[Natural-language object grounding data]
......
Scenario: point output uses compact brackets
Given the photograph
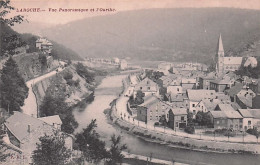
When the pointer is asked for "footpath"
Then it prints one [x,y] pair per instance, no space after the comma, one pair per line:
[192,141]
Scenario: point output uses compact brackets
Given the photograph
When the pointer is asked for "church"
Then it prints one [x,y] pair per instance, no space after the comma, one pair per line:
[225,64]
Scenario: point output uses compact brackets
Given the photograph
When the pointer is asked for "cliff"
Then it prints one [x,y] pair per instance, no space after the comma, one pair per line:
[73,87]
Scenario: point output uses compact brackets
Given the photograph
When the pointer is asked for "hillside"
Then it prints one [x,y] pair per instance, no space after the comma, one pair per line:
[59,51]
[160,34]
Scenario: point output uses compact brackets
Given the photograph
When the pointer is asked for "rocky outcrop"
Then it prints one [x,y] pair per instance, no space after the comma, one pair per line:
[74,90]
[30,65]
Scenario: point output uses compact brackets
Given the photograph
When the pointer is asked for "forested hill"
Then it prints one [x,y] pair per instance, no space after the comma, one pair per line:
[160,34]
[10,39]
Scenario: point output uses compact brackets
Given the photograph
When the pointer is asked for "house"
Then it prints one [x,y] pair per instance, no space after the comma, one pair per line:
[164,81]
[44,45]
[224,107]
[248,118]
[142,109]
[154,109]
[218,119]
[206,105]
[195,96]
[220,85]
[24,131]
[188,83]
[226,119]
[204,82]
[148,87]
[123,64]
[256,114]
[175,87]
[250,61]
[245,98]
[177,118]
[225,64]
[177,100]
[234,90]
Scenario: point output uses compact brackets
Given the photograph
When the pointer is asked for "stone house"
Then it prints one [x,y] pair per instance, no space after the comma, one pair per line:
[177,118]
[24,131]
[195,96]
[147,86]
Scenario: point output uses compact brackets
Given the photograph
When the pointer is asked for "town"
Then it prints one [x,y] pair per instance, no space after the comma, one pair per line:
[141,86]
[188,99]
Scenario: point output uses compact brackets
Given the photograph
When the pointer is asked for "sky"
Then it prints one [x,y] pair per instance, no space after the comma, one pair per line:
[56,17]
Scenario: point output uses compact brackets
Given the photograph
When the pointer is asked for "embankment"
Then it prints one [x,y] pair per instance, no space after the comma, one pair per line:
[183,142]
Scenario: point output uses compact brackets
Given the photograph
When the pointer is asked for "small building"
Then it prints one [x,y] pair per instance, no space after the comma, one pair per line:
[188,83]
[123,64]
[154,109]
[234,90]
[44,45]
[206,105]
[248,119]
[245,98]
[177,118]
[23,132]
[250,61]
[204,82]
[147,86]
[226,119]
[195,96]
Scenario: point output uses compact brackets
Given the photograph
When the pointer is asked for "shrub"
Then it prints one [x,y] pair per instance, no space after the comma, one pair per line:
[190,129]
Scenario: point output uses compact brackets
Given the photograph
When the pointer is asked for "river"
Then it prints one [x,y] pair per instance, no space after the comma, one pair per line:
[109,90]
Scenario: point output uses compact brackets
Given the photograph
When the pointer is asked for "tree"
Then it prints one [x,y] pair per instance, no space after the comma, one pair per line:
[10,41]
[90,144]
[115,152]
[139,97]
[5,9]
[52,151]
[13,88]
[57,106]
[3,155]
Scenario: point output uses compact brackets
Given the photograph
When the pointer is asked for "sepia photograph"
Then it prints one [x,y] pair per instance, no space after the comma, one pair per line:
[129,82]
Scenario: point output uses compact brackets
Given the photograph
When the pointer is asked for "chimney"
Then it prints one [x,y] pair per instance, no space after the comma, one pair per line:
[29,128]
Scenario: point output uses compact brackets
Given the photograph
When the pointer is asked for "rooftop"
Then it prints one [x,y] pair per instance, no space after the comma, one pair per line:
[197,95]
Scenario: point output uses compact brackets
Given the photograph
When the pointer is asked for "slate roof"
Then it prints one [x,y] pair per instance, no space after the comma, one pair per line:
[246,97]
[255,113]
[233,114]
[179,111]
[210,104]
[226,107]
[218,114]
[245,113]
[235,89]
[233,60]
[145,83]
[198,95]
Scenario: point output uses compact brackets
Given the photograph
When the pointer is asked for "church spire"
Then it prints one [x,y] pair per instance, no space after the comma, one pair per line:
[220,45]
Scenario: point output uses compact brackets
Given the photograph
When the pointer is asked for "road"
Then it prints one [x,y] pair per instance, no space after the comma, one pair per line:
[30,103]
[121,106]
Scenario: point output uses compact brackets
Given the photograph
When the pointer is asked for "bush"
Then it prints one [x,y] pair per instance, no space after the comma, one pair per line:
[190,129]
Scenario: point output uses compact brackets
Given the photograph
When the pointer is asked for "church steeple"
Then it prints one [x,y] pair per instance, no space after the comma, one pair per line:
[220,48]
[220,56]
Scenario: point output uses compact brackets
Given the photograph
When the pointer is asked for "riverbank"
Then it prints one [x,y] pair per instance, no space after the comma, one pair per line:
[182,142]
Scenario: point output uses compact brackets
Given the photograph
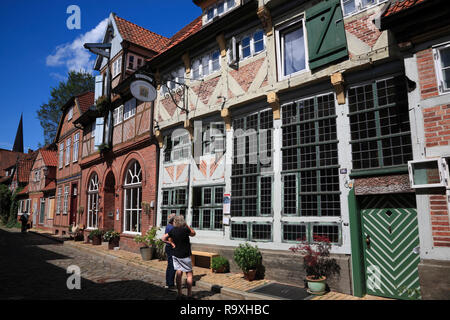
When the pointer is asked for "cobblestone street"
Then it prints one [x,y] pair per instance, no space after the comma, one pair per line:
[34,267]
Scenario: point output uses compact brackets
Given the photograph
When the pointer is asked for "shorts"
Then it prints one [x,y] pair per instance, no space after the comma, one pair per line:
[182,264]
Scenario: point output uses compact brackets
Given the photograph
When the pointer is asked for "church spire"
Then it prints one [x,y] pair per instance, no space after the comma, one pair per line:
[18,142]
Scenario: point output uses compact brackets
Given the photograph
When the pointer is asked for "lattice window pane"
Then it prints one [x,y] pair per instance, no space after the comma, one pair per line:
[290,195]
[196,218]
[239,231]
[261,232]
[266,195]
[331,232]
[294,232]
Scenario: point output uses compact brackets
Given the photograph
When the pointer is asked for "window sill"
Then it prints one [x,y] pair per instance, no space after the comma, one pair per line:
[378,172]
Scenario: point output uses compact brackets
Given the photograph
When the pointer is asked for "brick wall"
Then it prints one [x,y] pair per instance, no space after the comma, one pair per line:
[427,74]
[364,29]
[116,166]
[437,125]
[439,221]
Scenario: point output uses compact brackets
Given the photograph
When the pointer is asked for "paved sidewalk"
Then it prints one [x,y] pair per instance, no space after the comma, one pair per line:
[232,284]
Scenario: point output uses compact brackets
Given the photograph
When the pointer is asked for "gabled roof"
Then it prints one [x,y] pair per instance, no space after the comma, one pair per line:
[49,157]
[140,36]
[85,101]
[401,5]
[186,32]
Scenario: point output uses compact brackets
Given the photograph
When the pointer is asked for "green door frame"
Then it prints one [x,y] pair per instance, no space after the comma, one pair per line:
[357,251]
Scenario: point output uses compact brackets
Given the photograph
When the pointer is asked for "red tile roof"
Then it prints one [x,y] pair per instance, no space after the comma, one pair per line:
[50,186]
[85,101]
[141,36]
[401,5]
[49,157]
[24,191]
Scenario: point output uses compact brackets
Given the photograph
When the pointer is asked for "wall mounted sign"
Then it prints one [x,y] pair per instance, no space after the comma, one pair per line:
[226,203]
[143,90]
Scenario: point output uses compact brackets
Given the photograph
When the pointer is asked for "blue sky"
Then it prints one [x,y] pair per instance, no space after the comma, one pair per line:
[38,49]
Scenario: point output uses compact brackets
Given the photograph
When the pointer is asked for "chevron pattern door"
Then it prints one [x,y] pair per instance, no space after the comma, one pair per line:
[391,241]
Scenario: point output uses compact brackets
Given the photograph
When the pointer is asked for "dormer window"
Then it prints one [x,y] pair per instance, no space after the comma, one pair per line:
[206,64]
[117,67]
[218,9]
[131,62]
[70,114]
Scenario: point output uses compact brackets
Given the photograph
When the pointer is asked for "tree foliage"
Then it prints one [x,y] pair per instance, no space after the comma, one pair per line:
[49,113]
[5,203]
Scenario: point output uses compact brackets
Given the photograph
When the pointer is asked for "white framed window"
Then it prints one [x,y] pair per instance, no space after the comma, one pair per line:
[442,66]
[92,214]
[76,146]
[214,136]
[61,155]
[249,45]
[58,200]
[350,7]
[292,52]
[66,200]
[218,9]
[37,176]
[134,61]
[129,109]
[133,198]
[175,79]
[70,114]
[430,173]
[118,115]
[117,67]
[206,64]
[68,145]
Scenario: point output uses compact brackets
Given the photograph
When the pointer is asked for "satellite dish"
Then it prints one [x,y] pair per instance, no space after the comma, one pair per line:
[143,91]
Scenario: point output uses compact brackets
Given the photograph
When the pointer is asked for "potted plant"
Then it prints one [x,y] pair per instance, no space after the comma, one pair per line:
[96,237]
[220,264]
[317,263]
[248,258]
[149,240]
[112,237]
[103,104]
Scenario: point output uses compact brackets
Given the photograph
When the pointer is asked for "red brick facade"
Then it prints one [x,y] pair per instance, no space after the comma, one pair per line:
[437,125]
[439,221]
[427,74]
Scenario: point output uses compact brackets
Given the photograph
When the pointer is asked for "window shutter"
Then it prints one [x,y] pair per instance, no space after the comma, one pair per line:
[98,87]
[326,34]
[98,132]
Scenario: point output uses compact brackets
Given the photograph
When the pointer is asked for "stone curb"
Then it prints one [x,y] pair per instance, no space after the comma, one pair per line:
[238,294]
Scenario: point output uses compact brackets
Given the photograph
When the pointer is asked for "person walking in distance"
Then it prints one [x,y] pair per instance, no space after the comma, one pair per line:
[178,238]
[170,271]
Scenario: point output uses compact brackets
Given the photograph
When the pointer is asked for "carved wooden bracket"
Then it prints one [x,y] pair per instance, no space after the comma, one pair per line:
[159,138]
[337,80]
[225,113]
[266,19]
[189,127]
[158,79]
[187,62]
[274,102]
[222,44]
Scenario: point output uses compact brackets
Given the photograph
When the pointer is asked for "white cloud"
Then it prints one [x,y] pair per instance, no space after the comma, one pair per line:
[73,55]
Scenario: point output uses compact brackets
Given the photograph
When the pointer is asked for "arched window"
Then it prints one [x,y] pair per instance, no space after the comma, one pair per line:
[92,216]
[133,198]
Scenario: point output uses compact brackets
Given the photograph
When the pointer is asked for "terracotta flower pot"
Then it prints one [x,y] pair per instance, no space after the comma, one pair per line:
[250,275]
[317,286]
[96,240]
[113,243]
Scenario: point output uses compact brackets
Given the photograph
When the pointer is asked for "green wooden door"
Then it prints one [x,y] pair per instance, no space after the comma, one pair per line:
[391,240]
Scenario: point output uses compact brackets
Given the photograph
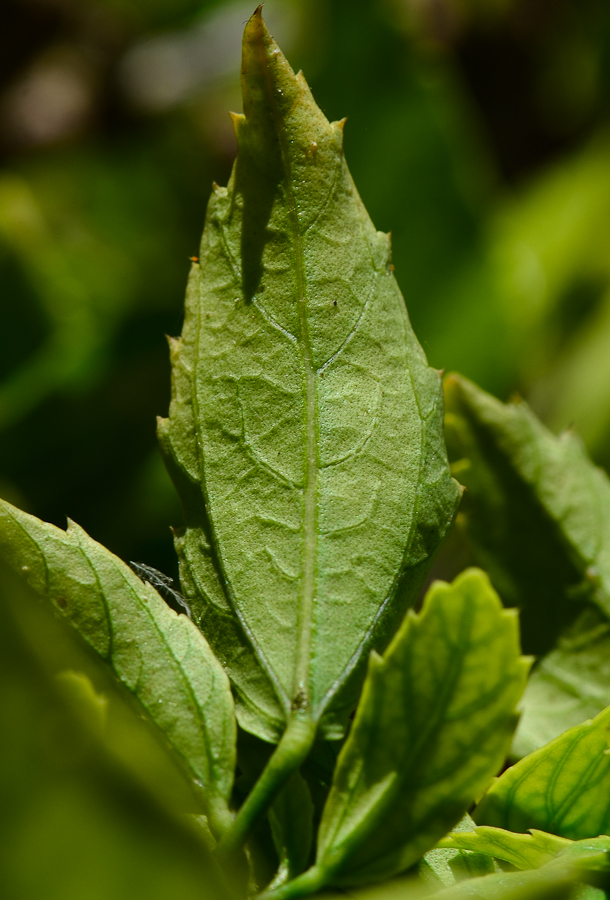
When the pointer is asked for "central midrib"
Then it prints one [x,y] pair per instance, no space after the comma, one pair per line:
......
> Assignment: Looking at the entries above, work out how many lines contain "window", then reply with that number and no other words.

> Response: 6